### Items ###

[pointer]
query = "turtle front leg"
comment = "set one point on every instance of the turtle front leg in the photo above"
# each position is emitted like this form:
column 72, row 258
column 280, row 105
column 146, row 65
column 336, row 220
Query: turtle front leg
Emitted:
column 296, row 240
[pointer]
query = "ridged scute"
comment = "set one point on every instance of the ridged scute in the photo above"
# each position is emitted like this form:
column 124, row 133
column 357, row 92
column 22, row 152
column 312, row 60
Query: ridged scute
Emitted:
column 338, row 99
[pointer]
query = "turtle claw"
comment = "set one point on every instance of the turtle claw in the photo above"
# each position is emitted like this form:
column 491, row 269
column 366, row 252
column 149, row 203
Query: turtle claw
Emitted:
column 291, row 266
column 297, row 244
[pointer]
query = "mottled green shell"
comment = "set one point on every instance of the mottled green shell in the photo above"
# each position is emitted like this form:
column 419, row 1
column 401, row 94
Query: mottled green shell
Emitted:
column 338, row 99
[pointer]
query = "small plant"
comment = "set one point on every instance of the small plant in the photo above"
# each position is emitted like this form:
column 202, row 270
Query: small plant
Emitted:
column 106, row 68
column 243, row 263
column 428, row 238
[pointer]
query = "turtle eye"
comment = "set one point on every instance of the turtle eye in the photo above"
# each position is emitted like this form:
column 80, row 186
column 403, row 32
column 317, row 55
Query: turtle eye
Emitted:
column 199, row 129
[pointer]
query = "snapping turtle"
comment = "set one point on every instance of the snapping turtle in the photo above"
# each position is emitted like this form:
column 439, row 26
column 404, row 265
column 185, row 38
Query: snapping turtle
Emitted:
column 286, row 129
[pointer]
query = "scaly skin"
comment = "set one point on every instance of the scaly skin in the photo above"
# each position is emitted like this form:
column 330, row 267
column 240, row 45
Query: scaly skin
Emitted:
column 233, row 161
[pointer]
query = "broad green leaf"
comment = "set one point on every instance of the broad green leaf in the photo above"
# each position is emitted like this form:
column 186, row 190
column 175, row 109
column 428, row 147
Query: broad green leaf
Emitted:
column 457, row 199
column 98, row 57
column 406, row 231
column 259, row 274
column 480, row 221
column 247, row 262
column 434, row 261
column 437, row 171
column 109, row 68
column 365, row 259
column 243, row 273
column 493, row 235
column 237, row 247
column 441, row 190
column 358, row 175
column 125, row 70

###

▶ _Task_
Transcribe each entry exactly.

▶ _Result for this exercise_
[pointer]
query = "turtle front leg"
comment = "set one point on every instance of the turtle front leg in the photo above"
# each position is emitted like this form:
column 72, row 258
column 280, row 105
column 146, row 65
column 336, row 220
Query: turtle front leg
Emitted:
column 296, row 240
[pointer]
query = "ridged scute"
comment = "set one point on every instance of the ridged scute in the photo above"
# each position is emitted like this form:
column 124, row 133
column 357, row 92
column 22, row 152
column 312, row 60
Query: ridged scute
Emitted:
column 338, row 99
[pointer]
query = "turtle claw"
comment = "set one point on every instance of the turtle claw in the photo above"
# each position is emitted like this form:
column 491, row 269
column 366, row 252
column 149, row 203
Query: turtle claw
Emitted:
column 291, row 266
column 297, row 244
[pointer]
query = "mottled green shell"
comment = "set one point on every instance of the mottled green shell in the photo above"
# each position is emitted like this form:
column 419, row 1
column 401, row 94
Query: mottled green shell
Emitted:
column 338, row 99
[pointer]
query = "small plant"
comment = "set one point on every instance of the small plant in the photo above"
# each position is emitted like this form:
column 202, row 270
Query: small plant
Emitted:
column 106, row 68
column 243, row 263
column 428, row 238
[pointer]
query = "turtle eye"
comment = "set one point on every instance of the turtle eye in the photo above"
# each position is emitted like this form:
column 80, row 186
column 403, row 32
column 317, row 55
Query: turtle eye
Emitted:
column 199, row 129
[pointer]
query = "snapping turtle"
comment = "set one point on every instance of the snapping turtle in the photo above"
# each position is emitted like this form:
column 439, row 26
column 404, row 265
column 185, row 38
Query: snapping turtle
Emitted:
column 286, row 129
[pointer]
query = "scaly skin"
comment = "set one point on every instance of the scaly skin in the photo above"
# each position is emitted like this form:
column 330, row 267
column 240, row 45
Query: scaly skin
Emitted:
column 233, row 161
[pointer]
query = "broad green leaf"
comment = "set one point on every instance of the broad green leaf in the photo above"
# each position is emitted like this form:
column 186, row 190
column 175, row 109
column 428, row 147
Query: broad green leaf
Emitted:
column 457, row 199
column 98, row 57
column 406, row 231
column 259, row 274
column 480, row 221
column 247, row 262
column 434, row 261
column 437, row 171
column 109, row 68
column 365, row 259
column 243, row 273
column 493, row 235
column 237, row 247
column 441, row 190
column 358, row 175
column 125, row 70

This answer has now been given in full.